WHAT THIS TASK INVOLVES:
Output the following lines exactly as they appear, with nothing changed.

Coordinate annotation lines:
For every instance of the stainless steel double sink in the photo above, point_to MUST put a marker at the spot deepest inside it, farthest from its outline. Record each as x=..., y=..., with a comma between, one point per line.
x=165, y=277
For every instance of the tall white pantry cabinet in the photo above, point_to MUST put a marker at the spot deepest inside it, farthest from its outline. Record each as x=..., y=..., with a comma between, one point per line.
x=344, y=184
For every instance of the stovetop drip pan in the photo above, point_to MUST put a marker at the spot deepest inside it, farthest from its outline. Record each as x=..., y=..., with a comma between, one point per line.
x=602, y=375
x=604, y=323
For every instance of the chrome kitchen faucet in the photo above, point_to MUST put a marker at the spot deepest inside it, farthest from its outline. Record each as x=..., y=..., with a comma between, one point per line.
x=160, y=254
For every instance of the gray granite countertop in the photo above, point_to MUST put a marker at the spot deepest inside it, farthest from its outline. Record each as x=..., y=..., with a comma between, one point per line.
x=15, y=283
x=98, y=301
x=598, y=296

REPLY:
For every instance of the stainless steel double sink in the photo above, point_to MUST put a marker at the spot deepest inside it, farthest from its outline. Record each as x=..., y=..., with a comma between, one point per line.
x=165, y=277
For every instance of the tall white pantry cabinet in the photo above, point_to MUST put a marker at the spot deepest inside it, farthest from its outline. Record each as x=..., y=..., with a comma between, one point per line.
x=344, y=184
For every instance of the stovetop drip pan in the photo above, point_to MUST put a marker at the spot deepest inside it, farthest from its outline. Record each as x=..., y=..., with a comma between, one point per line.
x=602, y=375
x=604, y=323
For every instance of the chrome kitchen faucet in the photo above, point_to MUST put a marker at the spot deepest inside it, farthest from its outline. Record each as x=..., y=..., with a comma between, one point per line.
x=160, y=254
For every instance of the gray granite countertop in the photo above, point_to MUST put a marker at the spot deepest inside it, farthest from its outline. Record each as x=..., y=..., with a comma between, one point per line.
x=15, y=283
x=98, y=301
x=598, y=296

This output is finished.